/---
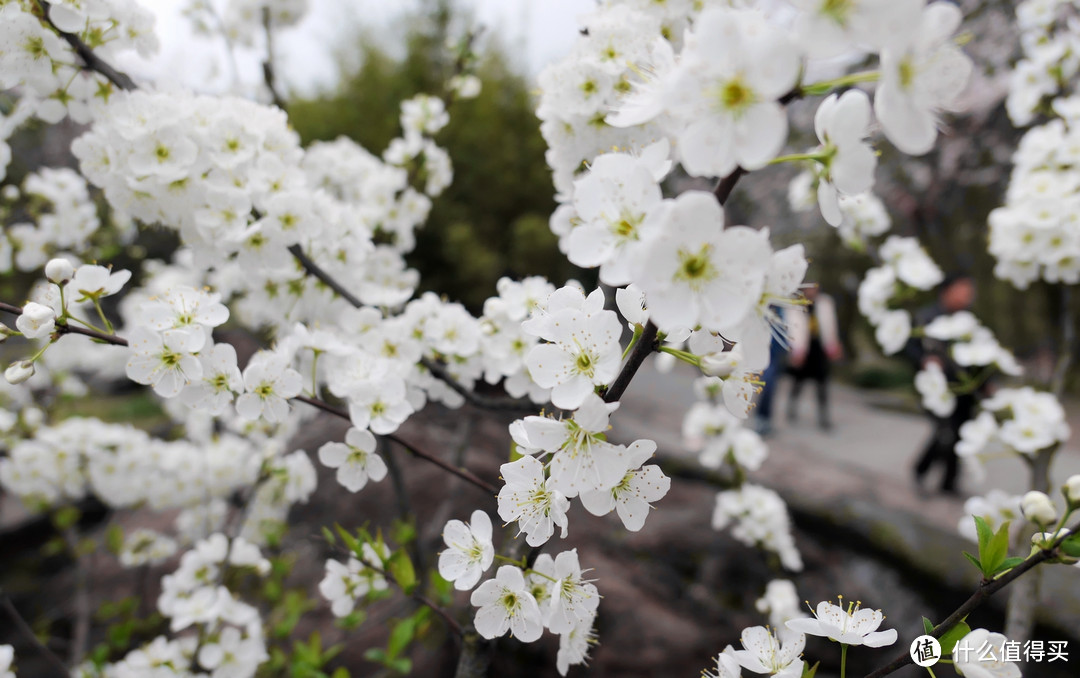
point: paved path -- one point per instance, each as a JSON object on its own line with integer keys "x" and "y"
{"x": 867, "y": 435}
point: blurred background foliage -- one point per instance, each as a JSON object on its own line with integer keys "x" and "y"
{"x": 493, "y": 219}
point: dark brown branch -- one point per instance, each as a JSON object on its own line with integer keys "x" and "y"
{"x": 268, "y": 69}
{"x": 416, "y": 595}
{"x": 483, "y": 402}
{"x": 646, "y": 344}
{"x": 437, "y": 370}
{"x": 725, "y": 186}
{"x": 91, "y": 60}
{"x": 59, "y": 668}
{"x": 67, "y": 328}
{"x": 464, "y": 474}
{"x": 986, "y": 588}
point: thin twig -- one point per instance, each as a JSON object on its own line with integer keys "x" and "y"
{"x": 56, "y": 662}
{"x": 67, "y": 328}
{"x": 461, "y": 473}
{"x": 419, "y": 597}
{"x": 986, "y": 588}
{"x": 646, "y": 344}
{"x": 268, "y": 69}
{"x": 81, "y": 611}
{"x": 91, "y": 60}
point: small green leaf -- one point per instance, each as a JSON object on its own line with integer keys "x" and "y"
{"x": 351, "y": 621}
{"x": 985, "y": 533}
{"x": 996, "y": 551}
{"x": 1071, "y": 546}
{"x": 66, "y": 517}
{"x": 349, "y": 540}
{"x": 400, "y": 637}
{"x": 115, "y": 539}
{"x": 1009, "y": 564}
{"x": 404, "y": 531}
{"x": 953, "y": 636}
{"x": 401, "y": 568}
\---
=== REQUIRED WORK ===
The material is to be written out word for word, and the pictures are to be left out.

=== TASK RESULT ===
point: paved path -- one point per instance, each as a JSON object on its own line with integer keys "x" and "y"
{"x": 867, "y": 435}
point: blurred background foliage -- one point per instance, each as a JSON object on its own line with integer keys "x" and "y"
{"x": 493, "y": 219}
point: dark brown branch -- one point per instance, each as a JSON object on its own line with integer keys "x" and "y"
{"x": 268, "y": 69}
{"x": 416, "y": 595}
{"x": 483, "y": 402}
{"x": 646, "y": 344}
{"x": 437, "y": 370}
{"x": 725, "y": 186}
{"x": 91, "y": 60}
{"x": 59, "y": 668}
{"x": 67, "y": 328}
{"x": 464, "y": 474}
{"x": 986, "y": 588}
point: thin twig -- one point per instance, each as a JSON object on its own line with integer keys "x" and "y"
{"x": 56, "y": 662}
{"x": 67, "y": 328}
{"x": 461, "y": 473}
{"x": 419, "y": 597}
{"x": 986, "y": 588}
{"x": 646, "y": 344}
{"x": 268, "y": 69}
{"x": 81, "y": 611}
{"x": 91, "y": 60}
point: small green leaf -- one point per instance, each as a JSON object on its own line with integer keys "x" and "y"
{"x": 351, "y": 621}
{"x": 985, "y": 533}
{"x": 996, "y": 551}
{"x": 1071, "y": 546}
{"x": 66, "y": 517}
{"x": 349, "y": 540}
{"x": 400, "y": 637}
{"x": 115, "y": 539}
{"x": 1009, "y": 564}
{"x": 404, "y": 531}
{"x": 953, "y": 636}
{"x": 401, "y": 568}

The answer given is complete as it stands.